ЧТО НУЖНО СДЕЛАТЬ
1. Оформите, пожалуйста, в виде таблицы Markdown строки перечня начиная со строки с «Keypoint placement for each instance of the white» и до конца перечня включительно. Столбцы назовите «Номер» и «Строка», пустые строки пропустите.
2. Напишите продолжение фрагмента о современной поэзии, начав сразу после его последней строки.

ВЫБРАННЫЙ ФРАГМЕНТ
──────────────────────────────

Одна из важнейших особенностей современной литературы — отсутствие новых художественных идей. Еще проза кое-как опамятовается в рассказе (а откуда же взяться романному хронотопу, когда неясно, куда хронотопаем?), но у прозы есть какое-то применение: описывать быт и т.п.
Для поэзии же этого мало, нужны тайна, надежда, упование, ожидание, пророчество. Я это к тому веду, что поводов для лирических прорывов не видно. Поэтому наблюдается или инерционная пафосносгь, или инерционная ироничность, или характерное умолкание (тоже инерционное), затухание лиризма как пафоса.
Пример своего рода умолкания и затухания лиризма как пафоса — отход в конкретную и визуальную поэзию (где лиризм может быть выражен лишь «молча», без орфейности). Многообразно представленные в № 16 «Нового литературного обозрения», тексты и исследования любопытны (ведь фигурные стихи известны с древности), только ведь это тексты для рассматривания. Вот и академик М.Л.Гаспаров в книге «Очерк истории европейского стиха» называет «стихи для глаза» «тупиковым путем».
Молчаливые же библиотечные карточки Льва Рубинштейна, при виде которых на больших белых страницах «Нового мира» (1996, № 1) думаешь о каком-нибудь «белом квадрате», относятся скорее всего к своего рода перформансу. Их следовало бы выпускать в каталожных ящичках и железных штырях, чтобы перелистывать-перебирать:
1
Это я
2
И это я
3
И
это тоже я и т.д.

──────────────────────────────

ПЕРЕЧЕНЬ
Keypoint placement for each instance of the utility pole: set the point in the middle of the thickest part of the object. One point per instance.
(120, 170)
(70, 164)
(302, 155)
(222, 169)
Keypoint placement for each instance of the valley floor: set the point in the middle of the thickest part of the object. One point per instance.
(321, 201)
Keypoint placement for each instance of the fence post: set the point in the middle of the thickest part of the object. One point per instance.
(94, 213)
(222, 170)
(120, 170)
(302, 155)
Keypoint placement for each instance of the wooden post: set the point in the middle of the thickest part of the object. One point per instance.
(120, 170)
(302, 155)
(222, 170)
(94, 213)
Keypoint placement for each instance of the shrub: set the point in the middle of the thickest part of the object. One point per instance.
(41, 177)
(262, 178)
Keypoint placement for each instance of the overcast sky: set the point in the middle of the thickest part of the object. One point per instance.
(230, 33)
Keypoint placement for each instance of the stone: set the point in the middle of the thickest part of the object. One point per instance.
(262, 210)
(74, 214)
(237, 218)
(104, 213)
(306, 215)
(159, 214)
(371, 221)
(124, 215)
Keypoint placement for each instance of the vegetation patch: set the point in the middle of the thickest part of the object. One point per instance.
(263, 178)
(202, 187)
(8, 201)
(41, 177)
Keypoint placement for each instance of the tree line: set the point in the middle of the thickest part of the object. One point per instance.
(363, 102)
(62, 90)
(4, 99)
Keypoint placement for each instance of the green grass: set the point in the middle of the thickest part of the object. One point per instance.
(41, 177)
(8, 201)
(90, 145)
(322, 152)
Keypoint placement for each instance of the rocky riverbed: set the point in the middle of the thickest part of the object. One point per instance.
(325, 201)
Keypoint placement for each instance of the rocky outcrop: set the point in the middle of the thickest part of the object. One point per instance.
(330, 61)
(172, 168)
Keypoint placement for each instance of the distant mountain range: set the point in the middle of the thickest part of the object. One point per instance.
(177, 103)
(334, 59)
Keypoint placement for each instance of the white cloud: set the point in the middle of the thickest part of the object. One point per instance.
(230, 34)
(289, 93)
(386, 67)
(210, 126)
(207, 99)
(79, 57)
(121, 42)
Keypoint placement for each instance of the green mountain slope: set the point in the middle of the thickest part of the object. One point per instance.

──────────────────────────────

ОТВЕТЫ ПО ЗАДАНИЯМ
1.
| Номер | Строка |
|---|---|
| 1 | Keypoint placement for each instance of the white cloud: set the point in the middle of the thickest part of the object. One point per instance. |
| 2 | (230, 34) |
| 3 | (289, 93) |
| 4 | (386, 67) |
| 5 | (210, 126) |
| 6 | (207, 99) |
| 7 | (79, 57) |
| 8 | (121, 42) |
| 9 | Keypoint placement for each instance of the green mountain slope: set the point in the middle of the thickest part of the object. One point per instance. |

2.
Верно,
как раз перелистывание и должно стать
читательским сотворчеством,
доставляющим изрядное эстетическое
наслаждение.
А параллельно с этим в критике не сегодня уже начался разговор об «имперсонализме», исчезновении лирического «Я». Об этом пишет Ольга Седакова, культивирующая, кстати, в своем поэтическом творчестве жанры, слегка напоминающие позднелатинские описания картин (экфразы). Тогда, правда, это были прозаические тексты. Так что все сходится, хотя еще не вечер...
Да и к тому же с критическими кадрами напряженка. Когда «толстые» журналы начали загинаться, критики моего поколения и помоложе частью оставили это безнадежное дело, а частью подались в иллюстрированные еженедельники, в газету, в ньюсмейкеры, где преуспели в номинаторстве и антрепренерстве. Ведь это своего рода класс: объявить кого-то поэтом и, раскрутив, довести, дотянуть его до триумфа. Но вкусы у наших раскованных очень прихотливые: то они путают авторский стиль и сказ, то им нравятся стихи Александра Жырова, то — дешевые американские сигареты «Лаки страйк».
А для критиков важно иметь слух, по крайней мере, различать, что стихи написаны стихами. В.Белинский расслышал особую «кинжальную» отрывистость звучания четырехстопного ямба и мужских окончаний в «Мцыри». Ахматову когда-то предсказал и, как в зеркале, отразил Н.Недоброво (о чем написал О.И.Федотов в статье «Поэт и зеркало», — «Литературная учеба», 1997, № 1), тот самый, кто изобрел термин силлабо-тонический стих (через двести лет после появления самой силлабо-тоники). И.Анненский, Н.Гумилев, Г.Адамович, да хоть и философы Г.Федотов или Н.Бахтин знали, о чем говорят.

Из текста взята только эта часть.